● **MATERIAL PROVIDED**:
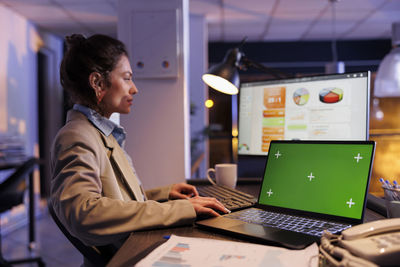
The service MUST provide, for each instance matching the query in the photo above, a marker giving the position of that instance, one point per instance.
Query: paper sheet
(200, 252)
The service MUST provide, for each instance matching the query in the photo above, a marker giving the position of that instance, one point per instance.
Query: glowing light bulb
(209, 103)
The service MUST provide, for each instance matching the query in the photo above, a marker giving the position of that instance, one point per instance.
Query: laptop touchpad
(285, 238)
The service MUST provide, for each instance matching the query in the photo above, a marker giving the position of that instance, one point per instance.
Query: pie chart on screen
(331, 95)
(301, 96)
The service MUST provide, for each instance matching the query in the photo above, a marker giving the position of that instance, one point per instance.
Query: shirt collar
(105, 125)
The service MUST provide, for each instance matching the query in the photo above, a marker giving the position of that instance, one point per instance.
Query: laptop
(308, 186)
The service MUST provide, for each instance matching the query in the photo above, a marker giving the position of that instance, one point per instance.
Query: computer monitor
(320, 107)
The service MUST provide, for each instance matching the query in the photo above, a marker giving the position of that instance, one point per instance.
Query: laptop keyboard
(232, 199)
(288, 222)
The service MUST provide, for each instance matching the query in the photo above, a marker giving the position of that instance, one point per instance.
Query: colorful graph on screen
(301, 96)
(331, 95)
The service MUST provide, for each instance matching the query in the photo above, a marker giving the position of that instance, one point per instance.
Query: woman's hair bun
(75, 40)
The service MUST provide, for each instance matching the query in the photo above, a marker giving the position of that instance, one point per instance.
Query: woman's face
(119, 96)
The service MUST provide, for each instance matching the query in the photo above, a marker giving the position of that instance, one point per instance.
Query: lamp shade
(224, 77)
(387, 81)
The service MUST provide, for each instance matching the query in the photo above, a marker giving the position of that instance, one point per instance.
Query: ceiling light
(387, 81)
(224, 77)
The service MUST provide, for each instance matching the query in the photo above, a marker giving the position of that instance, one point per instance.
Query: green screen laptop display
(324, 178)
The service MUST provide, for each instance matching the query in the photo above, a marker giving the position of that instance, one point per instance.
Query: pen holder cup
(392, 200)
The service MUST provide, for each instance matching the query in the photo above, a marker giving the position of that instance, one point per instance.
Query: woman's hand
(207, 206)
(183, 190)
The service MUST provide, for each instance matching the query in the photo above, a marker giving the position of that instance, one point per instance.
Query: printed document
(200, 252)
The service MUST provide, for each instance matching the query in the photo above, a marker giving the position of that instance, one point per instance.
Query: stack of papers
(200, 252)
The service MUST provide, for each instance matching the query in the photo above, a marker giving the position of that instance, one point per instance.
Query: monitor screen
(322, 107)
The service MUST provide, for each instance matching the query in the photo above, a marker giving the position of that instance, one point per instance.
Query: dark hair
(98, 53)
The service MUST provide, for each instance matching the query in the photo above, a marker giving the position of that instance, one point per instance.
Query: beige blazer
(91, 191)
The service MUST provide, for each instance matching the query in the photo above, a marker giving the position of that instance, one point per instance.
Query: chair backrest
(91, 254)
(13, 187)
(18, 176)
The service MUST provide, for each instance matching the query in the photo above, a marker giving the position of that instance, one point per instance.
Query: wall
(158, 126)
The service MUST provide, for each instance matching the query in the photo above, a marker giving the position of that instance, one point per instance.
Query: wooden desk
(139, 244)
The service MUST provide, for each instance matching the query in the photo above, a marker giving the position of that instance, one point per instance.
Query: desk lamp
(224, 77)
(387, 81)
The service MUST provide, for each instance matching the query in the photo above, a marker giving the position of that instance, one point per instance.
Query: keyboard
(304, 225)
(232, 199)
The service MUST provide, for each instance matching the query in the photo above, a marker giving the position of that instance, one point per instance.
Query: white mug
(225, 174)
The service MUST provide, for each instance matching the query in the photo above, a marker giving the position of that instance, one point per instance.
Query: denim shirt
(108, 127)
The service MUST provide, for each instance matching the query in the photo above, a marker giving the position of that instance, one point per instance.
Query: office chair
(12, 194)
(97, 256)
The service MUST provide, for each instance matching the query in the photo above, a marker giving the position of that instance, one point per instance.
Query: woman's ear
(96, 81)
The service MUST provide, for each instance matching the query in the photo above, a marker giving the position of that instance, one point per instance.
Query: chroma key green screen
(328, 178)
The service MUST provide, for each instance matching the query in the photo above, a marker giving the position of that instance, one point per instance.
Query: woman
(95, 191)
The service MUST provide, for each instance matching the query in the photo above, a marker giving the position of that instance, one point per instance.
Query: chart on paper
(200, 252)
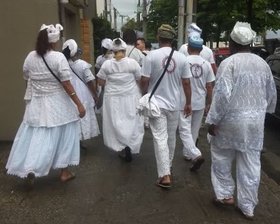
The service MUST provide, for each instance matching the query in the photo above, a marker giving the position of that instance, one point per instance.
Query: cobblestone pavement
(110, 191)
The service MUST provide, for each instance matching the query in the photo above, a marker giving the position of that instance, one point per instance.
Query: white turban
(119, 46)
(107, 43)
(53, 32)
(242, 33)
(72, 45)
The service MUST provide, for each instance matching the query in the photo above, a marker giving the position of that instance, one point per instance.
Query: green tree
(102, 29)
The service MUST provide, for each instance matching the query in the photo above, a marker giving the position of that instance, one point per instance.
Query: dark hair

● **YOUR OBJECTIVE**: All records should be output exactly, with the pictures left out.

● **OUTPUT**:
The service MUST provide, for each instance matching the query in the photo above, a marker giving the position of that instance, one point per instance.
Query: paper sheet
(200, 252)
The service MUST provide, for each instance matching the query in the photo above, a marker giving the position of that instance, one point per instance.
Query: glowing light bulb
(209, 103)
The service MUST provide, for each instance matching the query in the photo above, a marker giving the position of that instance, one point per instance.
Query: laptop touchpad
(285, 238)
The service MUST provide, for each instance matching the query in the photo above, a marker giving the position of that instance, one point per instance.
Query: pie chart on screen
(331, 95)
(301, 96)
The service MUST provide, for each instance matching the query in the photo above, a marker giving the position of that instance, one point per instance.
Query: shirt collar
(105, 125)
The service MUST provide, for each instance matching the query in the photo above, a marker giving the position of that instance, one point per instance.
Query: laptop
(308, 186)
The service MUST provide, for each instance matching the query in the photo above, a marker giving the position of that instance, one point per instance.
Query: computer monitor
(320, 107)
The service MUST provide, for each instance matching the query in the photo above, a marker giving the position of that instance, one point per instance.
Query: laptop keyboard
(232, 199)
(288, 222)
The service MUST provide, for each instance matching the query in the photo above, a marker giving the position of that instance, one point per instance.
Query: colorful graph on screen
(301, 96)
(331, 95)
The service MUST provide, for each instance matching the query in the photo above, a marker giving the position of that instance, one point per instance.
Query: woman's hair bun
(75, 40)
The service MUST provide, for each instance matching the query in the photo above, a marker giving the position of that instance, one point per instance.
Query: woman's face
(119, 96)
The service MUST provide, for each instance matching the query in the photo above, a marker giving the position of that instance, one point per instance.
Query: lamp shade
(224, 77)
(387, 81)
The service MUST provide, for each instance matching the query in the photo above, a marker giving the position of that instance, one point per instance.
Query: ceiling light
(387, 81)
(224, 77)
The service MUST provide, for each instance matching the query in the photo above, a marker giving the position of that instance, one point per instance.
Query: green screen laptop display
(324, 178)
The service MUST provide, for each instance matching the query in the photo above, a marker giving the position of that instance, one point per instance.
Query: pen holder cup
(392, 200)
The service MUST provide, for each instance matching the query in the photo above, a marker giving the position of that instance, one point per instance.
Query: woman's hand
(207, 206)
(183, 190)
The service MUST provide, for each instance matching the query in the photo above, a marker giving the position of that instance, one point per instance.
Query: printed document
(200, 252)
The service MUST provide, for each instance matching the query in the photo above, a marker giving the position of that instance, one point per instance.
Query: stack of papers
(200, 252)
The service MUST provide, for each instance matching the query in the photo above, a marker giving the position of that instance, one point per instance.
Query: monitor screen
(322, 107)
The service MUST provide, for each instance matching the query in the photo above, a marker giving the position of that instance, one point per instance.
Query: dark hair
(98, 53)
The service MUST provide, for each instance matching the query in the photo above, a marker giving the position of that instance, one point per instance.
Query: beige blazer
(91, 191)
The service MUST provide, for each instance matching the query in the photo above, a marker giving the position of that instance, one point per instance.
Query: chair backrest
(91, 254)
(13, 187)
(18, 176)
The service MUST provide, for each instance matching the query in the photo above, a marker giving the position of that instance, one point per instance.
Query: wall
(158, 126)
The service MUST provide, for each instance matching the query in the photo above, a marker giving the position of that instance, one point per instance.
Query: wooden desk
(139, 244)
The service MUST provide, for each instance matching the query in the photo above, a marker giving the position of that instance, one point per instance.
Query: desk lamp
(224, 77)
(387, 81)
The service MUST provide, for each instance matching the query in the photo above, a marker giving the position of that instance, one point per instance.
Query: keyboard
(304, 225)
(232, 199)
The service MUST provide, for each instance matching the query in the photo above, a marker giving the position of that instance, one point per instance.
Query: white mug
(225, 174)
The service MUST provide, for each instance matching the query in the photo above, a marker giving the position of that instance, one point per instance.
Query: denim shirt
(108, 127)
The service MUST provide, for each instance matching the query in the photo above, a marker giving the position of that instance, one point per instance.
Query: office chair
(12, 194)
(97, 256)
The service MUST provide, for each instance matching the query in the photo above, a marker giving the position of that instance, one point per instance.
Query: woman's ear
(96, 81)
The service MUST provide, for each instance matching the query in the photo above, a marker giving the position of that instance, one point per instance.
Query: chroma key green screen
(328, 178)
The service MUST provide, for each instance matching the query in the photo above, a marker giving the position of that instance, one point per instance.
Query: woman
(95, 191)
The service MUST provide, for each instance matching the query in the photo above, a marker giving the position of that instance, one point per instance.
Query: chart on paper
(200, 252)
The service MUST provide, for each instance matching the query in the photo above, a marker giving the position of that instance, one point per instance.
Query: cobblestone pavement
(110, 191)
The service MUST provide, for each instance matching the query in the photo above, a marker giving the position of that instance, one point per instance.
Query: white turban
(119, 46)
(107, 43)
(53, 32)
(242, 33)
(72, 45)
The service MUST provide, for each instance matching the query in the photo above, a marker giving the position of that instance, one point per instance.
Query: green tree
(102, 29)
The service MUST provide, for each instance matching the query in the photo above, a marker giving the position of that instance, one point per instance.
Query: dark hair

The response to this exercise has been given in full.